# [PAGE TEXT]
These days so much has been said about finding your purpose, or your sweet spot in life, as Max Lucado puts it. The three bouts I had in hospital (June 05, Mar 06 and May 06) were blessings in disguise. I look at those times and realize the gift that they really were, although I didn't notice that at the time. I remember in the March time, that I spent alot of time in Scripture, and also journalling. I learned alot during that time. But could I say in one sentence what my purpose is? Hm....


I believe God created me so that all I do would reflect His image, and would bring Him honor and glory. I have decided lately that I want to live FULLY and to live it to the max! I have realized that I have been given many spiritual gifts, and I want to use them.


Lately, and maybe it is because I am closer to 50 than I was a year ago, however, it just seems that He is implying on me, that life is short. We are merely "passing through" aren't we. I have found that I care "less" about housework, and more about spending time with those I love.

Coffee tastes better when shared with someone! Not sure why I am more of a "thinker" these days, but so much causes me to refect. I have decided that I would like to "capture a moment" in my journal each day - a place where I saw God in my life! Which reminds me, it has been a long time since I have seen a "fuzzy yellow and brown" caterpillar lately. (during a period in my life, God used those fuzzy little things as affirmation of His love and His presence in my life. Long story, but He did!! ) God just loves doing little surprises like that! I love that about HIM.


So back to our heart song. What is it that makes me sing, that makes you sing. Does our heart sing many times throughout the day. What is it that makes us want to dance? (secret to those who may read this, and think that I can't dance... well, I have a few moves of my own when no one is watching!) My feet really want to dance, my spirit moves within me, as a response to life.


The other day I heard the song, couldn't tell you who wrote or sang it, but one line says, "Dancing with my Father God in the fields of grace..." That's me.

So, today, I hope you do a few things....

# [BRIEF A]
Answer these questions from the reflection:
(i) When was the writer in the hospital?
(ii) What does the writer want to capture in a journal each day?
(iii) Which line does the writer quote from a song heard the other day?
# [BRIEF B]
Copy word for word the part of the reflection between "So back to our" and "response to life.", inclusive.

# [RAW DATA]
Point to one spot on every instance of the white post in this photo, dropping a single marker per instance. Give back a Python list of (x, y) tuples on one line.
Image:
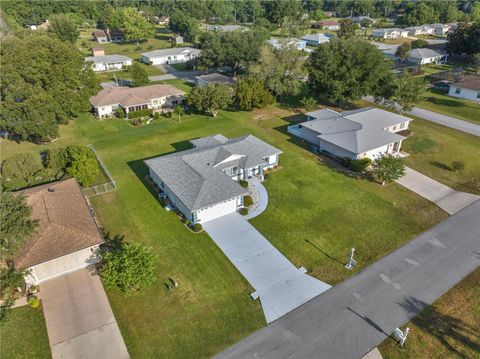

# [EXERCISE RESPONSE A]
(i) June 05, Mar 06 and May 06.
(ii) A moment: a place where the writer saw God in their life.
(iii) "Dancing with my Father God in the fields of grace..."

# [EXERCISE RESPONSE B]
So back to our heart song. What is it that makes me sing, that makes you sing. Does our heart sing many times throughout the day. What is it that makes us want to dance? (secret to those who may read this, and think that I can't dance... well, I have a few moves of my own when no one is watching!) My feet really want to dance, my spirit moves within me, as a response to life.